> _Exercise aim_:
The count of lines below that include the string "puffer" is the whole answer; write it alone.

> _Material provided_:
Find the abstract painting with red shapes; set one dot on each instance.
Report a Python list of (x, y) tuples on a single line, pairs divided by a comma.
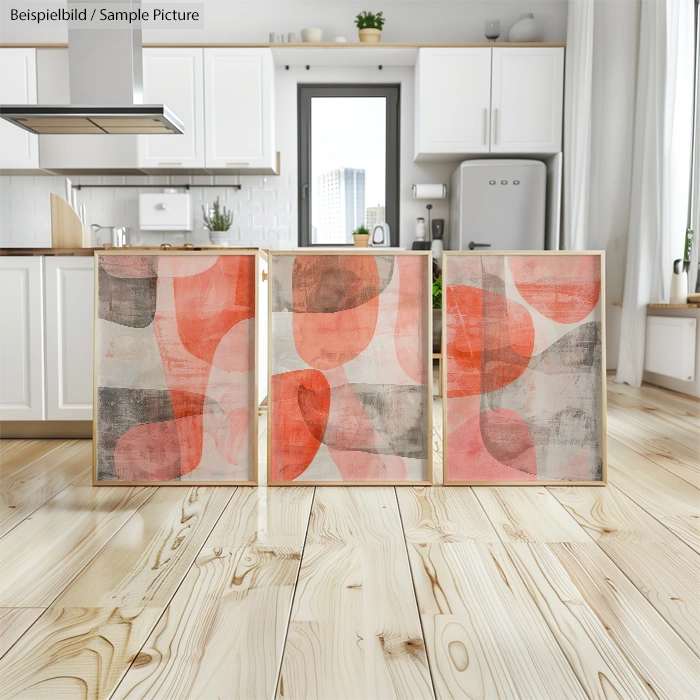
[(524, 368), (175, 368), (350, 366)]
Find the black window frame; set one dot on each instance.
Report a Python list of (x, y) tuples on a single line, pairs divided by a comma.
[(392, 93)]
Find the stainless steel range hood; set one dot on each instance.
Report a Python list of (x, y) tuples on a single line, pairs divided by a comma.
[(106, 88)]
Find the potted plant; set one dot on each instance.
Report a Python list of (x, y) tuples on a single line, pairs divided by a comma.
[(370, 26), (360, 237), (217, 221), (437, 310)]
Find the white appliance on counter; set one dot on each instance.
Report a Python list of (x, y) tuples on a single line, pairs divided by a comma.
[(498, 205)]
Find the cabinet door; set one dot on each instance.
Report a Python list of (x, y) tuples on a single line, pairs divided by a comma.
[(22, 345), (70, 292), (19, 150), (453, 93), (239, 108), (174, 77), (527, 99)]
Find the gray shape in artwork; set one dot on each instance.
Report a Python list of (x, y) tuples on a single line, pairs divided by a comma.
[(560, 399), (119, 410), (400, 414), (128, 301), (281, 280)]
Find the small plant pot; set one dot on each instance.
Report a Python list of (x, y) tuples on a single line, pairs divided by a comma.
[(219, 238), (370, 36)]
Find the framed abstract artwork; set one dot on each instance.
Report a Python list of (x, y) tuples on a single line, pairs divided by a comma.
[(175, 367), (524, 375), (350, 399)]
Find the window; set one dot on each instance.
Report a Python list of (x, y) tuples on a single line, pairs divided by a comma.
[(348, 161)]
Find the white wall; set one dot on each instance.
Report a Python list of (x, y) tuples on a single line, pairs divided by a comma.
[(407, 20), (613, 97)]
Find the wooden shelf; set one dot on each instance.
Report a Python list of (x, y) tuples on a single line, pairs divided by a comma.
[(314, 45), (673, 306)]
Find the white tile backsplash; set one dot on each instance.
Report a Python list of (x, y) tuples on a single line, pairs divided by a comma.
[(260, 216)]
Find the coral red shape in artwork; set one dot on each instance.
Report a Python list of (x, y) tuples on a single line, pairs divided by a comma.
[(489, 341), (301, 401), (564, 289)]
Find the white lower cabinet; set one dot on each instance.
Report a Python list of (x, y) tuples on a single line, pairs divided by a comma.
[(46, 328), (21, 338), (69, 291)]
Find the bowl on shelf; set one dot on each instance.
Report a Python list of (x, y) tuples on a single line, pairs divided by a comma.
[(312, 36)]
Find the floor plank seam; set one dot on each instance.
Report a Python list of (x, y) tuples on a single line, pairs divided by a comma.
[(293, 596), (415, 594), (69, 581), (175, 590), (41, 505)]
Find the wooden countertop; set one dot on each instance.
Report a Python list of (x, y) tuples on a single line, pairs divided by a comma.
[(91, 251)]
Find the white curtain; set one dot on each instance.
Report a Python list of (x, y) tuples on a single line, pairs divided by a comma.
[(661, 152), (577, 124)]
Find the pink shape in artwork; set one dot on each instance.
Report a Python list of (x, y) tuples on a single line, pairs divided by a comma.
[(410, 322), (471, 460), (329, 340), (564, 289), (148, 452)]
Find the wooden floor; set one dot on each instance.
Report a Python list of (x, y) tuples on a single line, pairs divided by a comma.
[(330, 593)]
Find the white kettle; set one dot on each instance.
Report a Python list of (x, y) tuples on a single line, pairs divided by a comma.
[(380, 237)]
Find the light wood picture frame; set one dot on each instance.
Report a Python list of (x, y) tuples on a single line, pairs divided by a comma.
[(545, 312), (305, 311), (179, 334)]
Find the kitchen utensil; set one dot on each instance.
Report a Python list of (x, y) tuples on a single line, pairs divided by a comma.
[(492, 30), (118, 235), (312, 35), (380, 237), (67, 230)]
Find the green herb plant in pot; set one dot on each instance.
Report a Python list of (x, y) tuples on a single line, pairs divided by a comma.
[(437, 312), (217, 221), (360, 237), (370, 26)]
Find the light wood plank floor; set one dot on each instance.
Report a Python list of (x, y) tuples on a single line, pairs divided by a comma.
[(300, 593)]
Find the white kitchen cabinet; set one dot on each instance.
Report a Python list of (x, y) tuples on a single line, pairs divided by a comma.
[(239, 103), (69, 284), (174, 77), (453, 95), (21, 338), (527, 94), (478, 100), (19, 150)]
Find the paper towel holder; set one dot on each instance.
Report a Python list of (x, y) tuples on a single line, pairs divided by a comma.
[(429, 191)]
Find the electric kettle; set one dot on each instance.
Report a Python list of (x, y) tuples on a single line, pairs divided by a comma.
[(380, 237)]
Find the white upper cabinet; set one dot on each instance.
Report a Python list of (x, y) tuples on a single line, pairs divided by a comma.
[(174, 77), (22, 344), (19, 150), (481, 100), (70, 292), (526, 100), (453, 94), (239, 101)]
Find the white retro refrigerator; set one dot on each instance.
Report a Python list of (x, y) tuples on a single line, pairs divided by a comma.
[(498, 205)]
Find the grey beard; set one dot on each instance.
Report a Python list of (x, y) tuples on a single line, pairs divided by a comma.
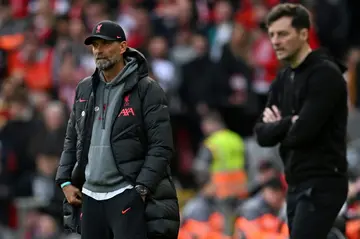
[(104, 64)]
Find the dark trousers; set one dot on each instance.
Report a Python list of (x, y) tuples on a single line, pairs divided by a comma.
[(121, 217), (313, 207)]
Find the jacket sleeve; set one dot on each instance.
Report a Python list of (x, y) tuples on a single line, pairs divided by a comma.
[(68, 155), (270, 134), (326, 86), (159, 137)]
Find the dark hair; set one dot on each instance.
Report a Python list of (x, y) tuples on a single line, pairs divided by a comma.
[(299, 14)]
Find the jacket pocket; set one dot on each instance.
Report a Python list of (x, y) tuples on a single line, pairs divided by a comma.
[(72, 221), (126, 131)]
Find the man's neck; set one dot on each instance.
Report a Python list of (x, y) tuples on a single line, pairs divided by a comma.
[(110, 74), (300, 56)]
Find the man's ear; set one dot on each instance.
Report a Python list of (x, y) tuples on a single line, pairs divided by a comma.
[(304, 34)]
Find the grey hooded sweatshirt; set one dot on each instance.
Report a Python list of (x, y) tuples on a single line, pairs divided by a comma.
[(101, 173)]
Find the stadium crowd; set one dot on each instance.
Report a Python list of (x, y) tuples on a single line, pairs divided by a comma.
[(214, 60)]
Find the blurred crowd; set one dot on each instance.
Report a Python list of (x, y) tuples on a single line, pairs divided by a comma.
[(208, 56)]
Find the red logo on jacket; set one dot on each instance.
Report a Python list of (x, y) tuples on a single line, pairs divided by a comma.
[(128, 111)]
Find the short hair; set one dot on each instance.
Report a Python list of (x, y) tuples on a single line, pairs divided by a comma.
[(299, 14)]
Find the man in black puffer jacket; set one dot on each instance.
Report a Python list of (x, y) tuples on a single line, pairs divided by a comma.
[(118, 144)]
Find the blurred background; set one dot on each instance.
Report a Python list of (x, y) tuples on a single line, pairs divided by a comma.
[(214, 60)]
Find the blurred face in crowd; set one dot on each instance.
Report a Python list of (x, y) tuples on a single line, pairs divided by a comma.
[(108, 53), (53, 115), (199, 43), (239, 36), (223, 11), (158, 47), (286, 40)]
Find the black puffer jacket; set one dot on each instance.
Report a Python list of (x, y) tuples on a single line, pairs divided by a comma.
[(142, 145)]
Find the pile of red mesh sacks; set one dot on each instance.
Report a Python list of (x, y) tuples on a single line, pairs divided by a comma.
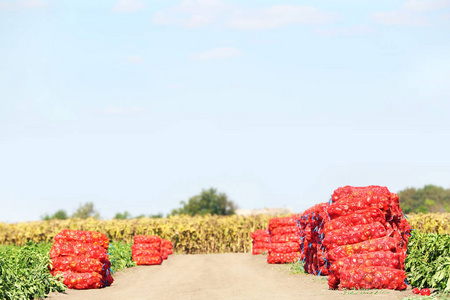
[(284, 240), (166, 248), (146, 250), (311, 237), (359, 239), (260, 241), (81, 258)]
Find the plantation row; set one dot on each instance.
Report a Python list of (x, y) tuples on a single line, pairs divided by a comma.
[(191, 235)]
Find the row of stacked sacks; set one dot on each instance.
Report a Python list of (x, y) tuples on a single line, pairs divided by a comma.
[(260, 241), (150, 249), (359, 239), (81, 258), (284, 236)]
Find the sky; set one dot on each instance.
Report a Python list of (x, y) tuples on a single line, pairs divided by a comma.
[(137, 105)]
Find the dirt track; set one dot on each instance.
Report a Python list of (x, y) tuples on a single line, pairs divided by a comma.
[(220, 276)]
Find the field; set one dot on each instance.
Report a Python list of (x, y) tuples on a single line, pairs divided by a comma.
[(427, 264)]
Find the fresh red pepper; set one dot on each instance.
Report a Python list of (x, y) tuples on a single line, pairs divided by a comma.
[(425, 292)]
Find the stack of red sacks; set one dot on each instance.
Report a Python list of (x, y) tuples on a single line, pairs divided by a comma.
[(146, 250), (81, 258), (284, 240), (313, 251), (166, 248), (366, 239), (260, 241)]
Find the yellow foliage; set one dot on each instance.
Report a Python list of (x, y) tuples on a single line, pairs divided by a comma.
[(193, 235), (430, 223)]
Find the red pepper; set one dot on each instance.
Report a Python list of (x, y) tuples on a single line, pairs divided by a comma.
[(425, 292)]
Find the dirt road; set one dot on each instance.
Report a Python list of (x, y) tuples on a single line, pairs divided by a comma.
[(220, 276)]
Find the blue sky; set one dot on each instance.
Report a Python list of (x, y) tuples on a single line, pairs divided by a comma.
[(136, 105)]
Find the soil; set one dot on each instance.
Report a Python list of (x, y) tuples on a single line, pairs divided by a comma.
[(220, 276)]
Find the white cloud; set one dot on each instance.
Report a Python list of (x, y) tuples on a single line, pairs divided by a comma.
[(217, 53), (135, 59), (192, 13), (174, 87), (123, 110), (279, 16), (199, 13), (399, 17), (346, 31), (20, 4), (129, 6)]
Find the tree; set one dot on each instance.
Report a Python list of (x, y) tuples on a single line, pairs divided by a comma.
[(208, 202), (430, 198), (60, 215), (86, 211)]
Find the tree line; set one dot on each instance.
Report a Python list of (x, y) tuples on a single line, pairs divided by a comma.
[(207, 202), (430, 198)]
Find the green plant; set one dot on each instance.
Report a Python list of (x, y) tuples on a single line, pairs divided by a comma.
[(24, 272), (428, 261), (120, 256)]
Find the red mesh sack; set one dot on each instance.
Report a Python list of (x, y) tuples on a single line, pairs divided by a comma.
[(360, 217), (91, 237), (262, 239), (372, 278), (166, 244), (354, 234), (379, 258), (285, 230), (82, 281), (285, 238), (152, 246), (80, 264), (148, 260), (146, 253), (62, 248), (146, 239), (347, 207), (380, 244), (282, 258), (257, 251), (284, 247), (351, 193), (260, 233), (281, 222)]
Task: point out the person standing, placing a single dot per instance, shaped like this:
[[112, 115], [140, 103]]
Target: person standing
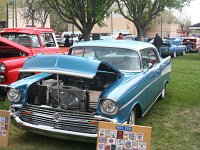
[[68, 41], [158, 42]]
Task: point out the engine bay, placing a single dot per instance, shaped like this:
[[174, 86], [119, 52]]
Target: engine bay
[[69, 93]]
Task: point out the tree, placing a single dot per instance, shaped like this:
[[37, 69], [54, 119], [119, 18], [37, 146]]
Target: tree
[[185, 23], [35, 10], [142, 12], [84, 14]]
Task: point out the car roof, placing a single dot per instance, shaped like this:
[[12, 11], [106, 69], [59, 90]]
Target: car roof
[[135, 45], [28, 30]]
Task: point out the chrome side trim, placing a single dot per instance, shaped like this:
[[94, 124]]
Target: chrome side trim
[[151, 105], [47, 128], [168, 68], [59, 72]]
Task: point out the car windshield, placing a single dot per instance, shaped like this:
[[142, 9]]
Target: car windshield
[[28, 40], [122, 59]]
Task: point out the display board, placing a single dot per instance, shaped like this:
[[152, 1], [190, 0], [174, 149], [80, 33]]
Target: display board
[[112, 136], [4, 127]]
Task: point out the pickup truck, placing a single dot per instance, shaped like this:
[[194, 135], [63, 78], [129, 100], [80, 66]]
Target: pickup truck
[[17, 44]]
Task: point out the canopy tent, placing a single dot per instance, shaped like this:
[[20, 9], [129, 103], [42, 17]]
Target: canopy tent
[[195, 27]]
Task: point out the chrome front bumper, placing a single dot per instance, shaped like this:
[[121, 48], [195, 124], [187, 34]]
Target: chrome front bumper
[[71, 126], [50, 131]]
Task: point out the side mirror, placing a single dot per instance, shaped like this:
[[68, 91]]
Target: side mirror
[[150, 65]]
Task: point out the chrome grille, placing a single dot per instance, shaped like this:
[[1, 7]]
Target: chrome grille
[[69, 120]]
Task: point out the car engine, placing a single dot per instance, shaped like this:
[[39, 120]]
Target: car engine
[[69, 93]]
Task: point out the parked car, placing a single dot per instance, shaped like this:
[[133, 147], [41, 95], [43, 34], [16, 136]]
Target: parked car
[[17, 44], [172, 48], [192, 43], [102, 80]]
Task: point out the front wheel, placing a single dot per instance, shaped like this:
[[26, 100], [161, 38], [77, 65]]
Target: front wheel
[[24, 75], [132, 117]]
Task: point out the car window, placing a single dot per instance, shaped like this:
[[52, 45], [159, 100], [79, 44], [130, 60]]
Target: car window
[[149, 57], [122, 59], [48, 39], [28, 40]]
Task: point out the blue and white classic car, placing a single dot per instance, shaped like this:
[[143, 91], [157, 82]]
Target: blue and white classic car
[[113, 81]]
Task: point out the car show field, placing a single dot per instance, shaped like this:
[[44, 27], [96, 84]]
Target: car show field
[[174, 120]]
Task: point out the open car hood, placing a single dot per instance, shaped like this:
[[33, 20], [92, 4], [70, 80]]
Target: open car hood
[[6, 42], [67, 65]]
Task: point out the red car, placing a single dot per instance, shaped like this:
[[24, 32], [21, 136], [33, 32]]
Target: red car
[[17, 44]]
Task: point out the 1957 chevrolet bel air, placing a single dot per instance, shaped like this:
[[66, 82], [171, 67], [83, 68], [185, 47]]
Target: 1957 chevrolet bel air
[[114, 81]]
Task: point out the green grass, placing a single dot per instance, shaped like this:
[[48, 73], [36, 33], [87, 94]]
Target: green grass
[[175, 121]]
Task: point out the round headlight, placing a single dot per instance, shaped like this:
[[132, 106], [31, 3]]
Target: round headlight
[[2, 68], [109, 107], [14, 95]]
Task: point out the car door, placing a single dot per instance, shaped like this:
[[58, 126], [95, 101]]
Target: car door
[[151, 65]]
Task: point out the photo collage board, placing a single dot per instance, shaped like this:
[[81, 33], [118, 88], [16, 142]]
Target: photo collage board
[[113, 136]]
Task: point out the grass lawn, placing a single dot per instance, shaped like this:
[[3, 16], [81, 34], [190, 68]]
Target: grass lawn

> _Task solution_:
2